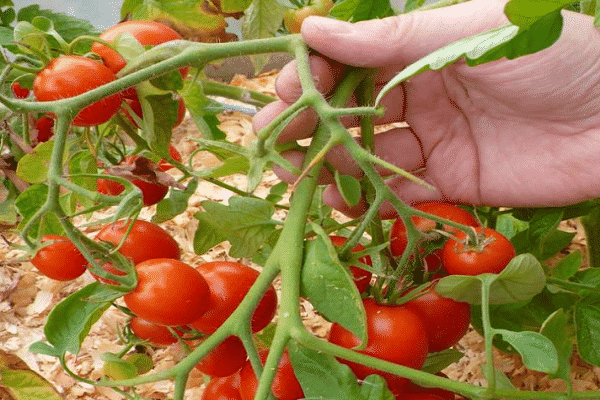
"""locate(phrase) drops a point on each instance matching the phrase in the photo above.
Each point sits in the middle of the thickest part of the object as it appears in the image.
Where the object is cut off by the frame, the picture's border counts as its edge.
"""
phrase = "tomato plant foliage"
(94, 133)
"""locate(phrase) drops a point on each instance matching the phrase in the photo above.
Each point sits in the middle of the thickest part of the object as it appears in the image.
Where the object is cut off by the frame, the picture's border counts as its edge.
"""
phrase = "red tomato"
(136, 106)
(229, 282)
(362, 277)
(285, 385)
(145, 241)
(19, 91)
(168, 292)
(61, 260)
(399, 240)
(225, 359)
(395, 334)
(175, 155)
(446, 321)
(151, 332)
(491, 254)
(152, 192)
(148, 33)
(44, 127)
(69, 76)
(227, 388)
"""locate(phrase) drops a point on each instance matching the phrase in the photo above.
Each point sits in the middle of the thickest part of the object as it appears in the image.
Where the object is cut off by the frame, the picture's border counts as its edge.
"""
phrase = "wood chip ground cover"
(26, 297)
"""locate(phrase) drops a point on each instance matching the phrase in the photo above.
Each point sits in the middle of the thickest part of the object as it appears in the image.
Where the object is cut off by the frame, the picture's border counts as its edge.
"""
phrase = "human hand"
(523, 132)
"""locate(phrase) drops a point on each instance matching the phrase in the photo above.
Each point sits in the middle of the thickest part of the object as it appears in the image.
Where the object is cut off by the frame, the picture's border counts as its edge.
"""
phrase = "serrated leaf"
(175, 204)
(587, 322)
(537, 351)
(322, 376)
(70, 321)
(330, 288)
(521, 280)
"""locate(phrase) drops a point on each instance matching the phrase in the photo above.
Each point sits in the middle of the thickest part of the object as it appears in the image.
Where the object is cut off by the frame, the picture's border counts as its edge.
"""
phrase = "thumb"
(402, 39)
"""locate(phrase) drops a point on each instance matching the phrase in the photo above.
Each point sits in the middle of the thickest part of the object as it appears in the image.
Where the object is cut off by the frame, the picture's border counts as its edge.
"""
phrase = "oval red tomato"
(285, 384)
(147, 33)
(395, 334)
(155, 334)
(490, 255)
(145, 241)
(68, 76)
(61, 260)
(362, 277)
(225, 359)
(168, 292)
(227, 388)
(229, 282)
(446, 321)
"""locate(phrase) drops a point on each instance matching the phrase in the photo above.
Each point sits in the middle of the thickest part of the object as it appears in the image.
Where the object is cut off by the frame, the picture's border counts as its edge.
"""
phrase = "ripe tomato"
(44, 126)
(293, 18)
(225, 359)
(399, 240)
(229, 282)
(227, 388)
(61, 260)
(175, 155)
(285, 385)
(151, 332)
(19, 91)
(491, 254)
(145, 241)
(148, 33)
(446, 321)
(136, 106)
(152, 192)
(69, 76)
(168, 292)
(395, 334)
(362, 277)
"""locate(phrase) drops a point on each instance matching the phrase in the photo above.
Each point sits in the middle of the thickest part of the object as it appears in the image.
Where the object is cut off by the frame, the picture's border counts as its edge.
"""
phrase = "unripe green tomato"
(293, 18)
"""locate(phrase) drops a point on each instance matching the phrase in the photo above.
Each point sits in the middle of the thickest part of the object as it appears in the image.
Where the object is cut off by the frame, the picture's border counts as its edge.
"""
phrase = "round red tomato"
(168, 292)
(152, 191)
(399, 240)
(362, 277)
(446, 321)
(490, 255)
(155, 334)
(227, 388)
(229, 282)
(147, 33)
(225, 359)
(145, 241)
(19, 91)
(69, 76)
(175, 155)
(61, 260)
(285, 385)
(395, 334)
(44, 127)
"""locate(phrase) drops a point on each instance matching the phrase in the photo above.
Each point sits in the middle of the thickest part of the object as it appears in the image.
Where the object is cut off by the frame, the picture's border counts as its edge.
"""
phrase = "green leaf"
(568, 266)
(175, 204)
(246, 223)
(322, 376)
(521, 280)
(33, 167)
(587, 322)
(349, 188)
(536, 350)
(330, 288)
(555, 328)
(508, 41)
(70, 321)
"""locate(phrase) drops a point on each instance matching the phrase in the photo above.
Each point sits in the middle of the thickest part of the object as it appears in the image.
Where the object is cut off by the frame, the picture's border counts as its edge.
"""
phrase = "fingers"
(403, 39)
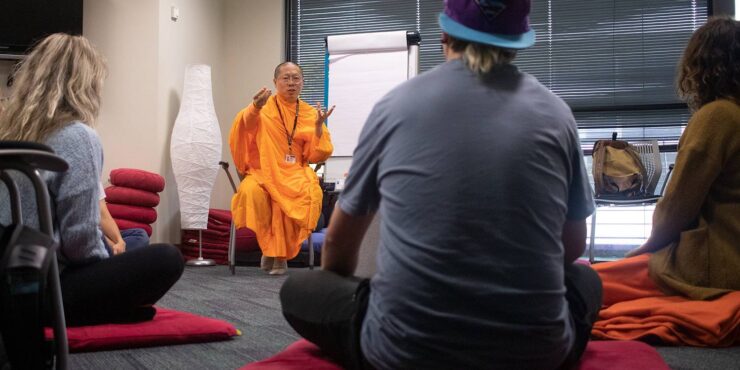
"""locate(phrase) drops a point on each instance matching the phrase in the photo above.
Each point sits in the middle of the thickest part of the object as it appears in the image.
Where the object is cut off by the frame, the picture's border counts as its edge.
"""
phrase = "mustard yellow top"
(279, 200)
(699, 215)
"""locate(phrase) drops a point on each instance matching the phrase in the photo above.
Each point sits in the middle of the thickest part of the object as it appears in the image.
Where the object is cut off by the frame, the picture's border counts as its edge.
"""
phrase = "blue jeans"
(134, 238)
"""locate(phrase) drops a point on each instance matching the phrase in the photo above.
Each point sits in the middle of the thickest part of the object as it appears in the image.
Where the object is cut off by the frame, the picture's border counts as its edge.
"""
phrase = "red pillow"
(126, 224)
(131, 196)
(601, 355)
(137, 179)
(144, 215)
(167, 327)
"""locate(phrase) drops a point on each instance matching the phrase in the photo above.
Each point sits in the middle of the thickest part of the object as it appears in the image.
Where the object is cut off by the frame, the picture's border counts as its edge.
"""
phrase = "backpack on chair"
(618, 170)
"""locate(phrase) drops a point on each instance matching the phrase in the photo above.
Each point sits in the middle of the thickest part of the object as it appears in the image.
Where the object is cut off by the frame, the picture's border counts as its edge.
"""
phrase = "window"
(612, 61)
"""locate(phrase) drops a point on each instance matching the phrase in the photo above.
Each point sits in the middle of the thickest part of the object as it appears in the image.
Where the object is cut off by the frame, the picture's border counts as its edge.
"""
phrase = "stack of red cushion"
(132, 198)
(215, 239)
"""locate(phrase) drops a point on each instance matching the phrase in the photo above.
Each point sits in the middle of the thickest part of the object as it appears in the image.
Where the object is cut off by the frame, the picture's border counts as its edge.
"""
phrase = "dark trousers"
(121, 288)
(328, 310)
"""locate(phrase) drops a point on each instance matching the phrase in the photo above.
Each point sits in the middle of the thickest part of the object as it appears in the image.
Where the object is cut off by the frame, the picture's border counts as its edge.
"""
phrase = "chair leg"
(232, 249)
(592, 238)
(310, 251)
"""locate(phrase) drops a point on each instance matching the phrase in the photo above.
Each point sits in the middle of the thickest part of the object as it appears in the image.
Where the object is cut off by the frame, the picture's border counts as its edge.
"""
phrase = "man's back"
(474, 182)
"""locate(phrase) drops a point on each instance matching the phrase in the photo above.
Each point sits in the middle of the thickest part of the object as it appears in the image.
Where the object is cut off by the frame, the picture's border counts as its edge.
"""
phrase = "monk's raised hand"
(322, 114)
(260, 98)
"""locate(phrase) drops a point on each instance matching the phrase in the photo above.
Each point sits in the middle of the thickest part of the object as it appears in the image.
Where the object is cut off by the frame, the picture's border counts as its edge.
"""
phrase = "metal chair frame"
(649, 152)
(29, 160)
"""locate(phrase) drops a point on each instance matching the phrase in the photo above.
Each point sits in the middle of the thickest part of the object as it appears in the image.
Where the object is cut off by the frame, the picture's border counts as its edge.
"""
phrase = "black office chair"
(27, 256)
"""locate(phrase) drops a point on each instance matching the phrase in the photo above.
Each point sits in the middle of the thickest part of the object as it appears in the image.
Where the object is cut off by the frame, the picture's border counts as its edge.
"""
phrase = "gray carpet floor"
(249, 300)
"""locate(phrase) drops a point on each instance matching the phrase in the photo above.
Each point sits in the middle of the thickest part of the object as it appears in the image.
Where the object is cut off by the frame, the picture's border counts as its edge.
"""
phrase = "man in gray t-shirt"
(477, 172)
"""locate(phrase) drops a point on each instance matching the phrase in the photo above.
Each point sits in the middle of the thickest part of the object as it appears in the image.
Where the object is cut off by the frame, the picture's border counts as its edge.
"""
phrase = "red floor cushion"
(168, 327)
(145, 215)
(131, 196)
(137, 179)
(601, 355)
(126, 224)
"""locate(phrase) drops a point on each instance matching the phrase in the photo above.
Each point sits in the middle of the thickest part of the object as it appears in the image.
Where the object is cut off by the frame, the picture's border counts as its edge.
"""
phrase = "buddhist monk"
(272, 142)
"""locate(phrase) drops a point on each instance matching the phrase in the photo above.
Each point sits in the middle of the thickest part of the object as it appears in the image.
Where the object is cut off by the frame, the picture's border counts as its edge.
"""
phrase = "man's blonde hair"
(479, 58)
(59, 82)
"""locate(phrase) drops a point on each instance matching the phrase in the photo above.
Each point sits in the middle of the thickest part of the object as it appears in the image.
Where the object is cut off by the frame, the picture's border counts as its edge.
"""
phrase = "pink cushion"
(599, 355)
(137, 179)
(618, 355)
(145, 215)
(131, 196)
(167, 327)
(126, 224)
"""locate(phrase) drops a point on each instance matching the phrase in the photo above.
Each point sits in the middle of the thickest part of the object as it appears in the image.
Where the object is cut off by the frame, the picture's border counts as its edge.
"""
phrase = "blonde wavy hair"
(710, 66)
(479, 58)
(59, 82)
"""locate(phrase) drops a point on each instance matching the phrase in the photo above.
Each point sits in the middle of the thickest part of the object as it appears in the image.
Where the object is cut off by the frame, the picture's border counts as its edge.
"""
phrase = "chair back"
(649, 152)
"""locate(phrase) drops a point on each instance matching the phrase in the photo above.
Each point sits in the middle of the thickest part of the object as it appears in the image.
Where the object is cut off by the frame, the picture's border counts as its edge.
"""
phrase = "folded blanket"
(137, 179)
(126, 224)
(634, 308)
(131, 196)
(145, 215)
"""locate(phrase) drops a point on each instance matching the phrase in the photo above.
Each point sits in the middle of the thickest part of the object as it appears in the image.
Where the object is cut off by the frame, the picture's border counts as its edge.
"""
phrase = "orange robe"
(279, 201)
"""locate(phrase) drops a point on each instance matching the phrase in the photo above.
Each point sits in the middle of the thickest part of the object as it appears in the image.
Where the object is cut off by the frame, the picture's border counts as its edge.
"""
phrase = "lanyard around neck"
(295, 123)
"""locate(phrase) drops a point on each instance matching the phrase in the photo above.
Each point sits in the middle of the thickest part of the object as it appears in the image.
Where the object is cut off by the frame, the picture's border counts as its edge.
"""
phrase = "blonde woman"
(54, 101)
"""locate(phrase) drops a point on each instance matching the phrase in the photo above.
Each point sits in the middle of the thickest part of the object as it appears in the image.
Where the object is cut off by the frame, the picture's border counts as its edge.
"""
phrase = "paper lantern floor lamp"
(195, 148)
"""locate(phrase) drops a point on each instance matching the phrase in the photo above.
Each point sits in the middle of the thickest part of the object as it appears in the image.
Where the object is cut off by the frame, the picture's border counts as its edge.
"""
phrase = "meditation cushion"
(126, 224)
(598, 356)
(168, 327)
(137, 179)
(145, 215)
(131, 196)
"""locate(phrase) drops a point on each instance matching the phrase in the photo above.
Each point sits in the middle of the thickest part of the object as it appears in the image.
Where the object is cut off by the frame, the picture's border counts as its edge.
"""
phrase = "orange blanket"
(634, 308)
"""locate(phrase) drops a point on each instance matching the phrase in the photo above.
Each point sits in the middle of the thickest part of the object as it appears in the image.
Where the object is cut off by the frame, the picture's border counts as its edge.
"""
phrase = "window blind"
(612, 61)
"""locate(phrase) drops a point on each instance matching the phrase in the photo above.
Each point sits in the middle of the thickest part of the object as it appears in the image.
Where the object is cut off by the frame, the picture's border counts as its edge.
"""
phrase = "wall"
(147, 55)
(195, 38)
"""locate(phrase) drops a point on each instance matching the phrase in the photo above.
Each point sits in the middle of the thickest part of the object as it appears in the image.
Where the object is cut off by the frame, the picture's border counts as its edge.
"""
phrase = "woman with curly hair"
(696, 225)
(54, 101)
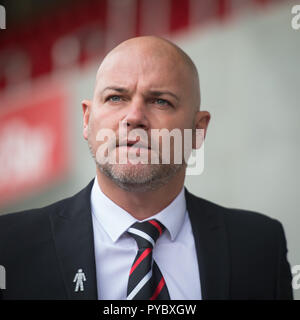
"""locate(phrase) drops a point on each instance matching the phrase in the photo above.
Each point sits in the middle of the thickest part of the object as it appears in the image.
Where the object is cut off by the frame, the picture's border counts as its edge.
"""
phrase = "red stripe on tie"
(156, 225)
(158, 288)
(140, 259)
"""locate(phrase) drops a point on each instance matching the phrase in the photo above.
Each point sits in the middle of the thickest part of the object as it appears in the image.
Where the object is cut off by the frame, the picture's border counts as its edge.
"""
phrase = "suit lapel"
(212, 247)
(73, 237)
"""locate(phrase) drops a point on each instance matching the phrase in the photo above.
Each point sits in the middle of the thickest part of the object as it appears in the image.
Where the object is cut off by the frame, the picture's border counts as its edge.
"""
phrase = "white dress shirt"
(115, 250)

**Task instructions:**
Find every line in the rows above that contains the string "chair" and copy each one in full. Case counts.

**Exercise response:**
phrase = "backpack on chair"
phrase = "chair leg"
phrase = "metal chair frame"
phrase = "black office chair"
phrase = "chair back"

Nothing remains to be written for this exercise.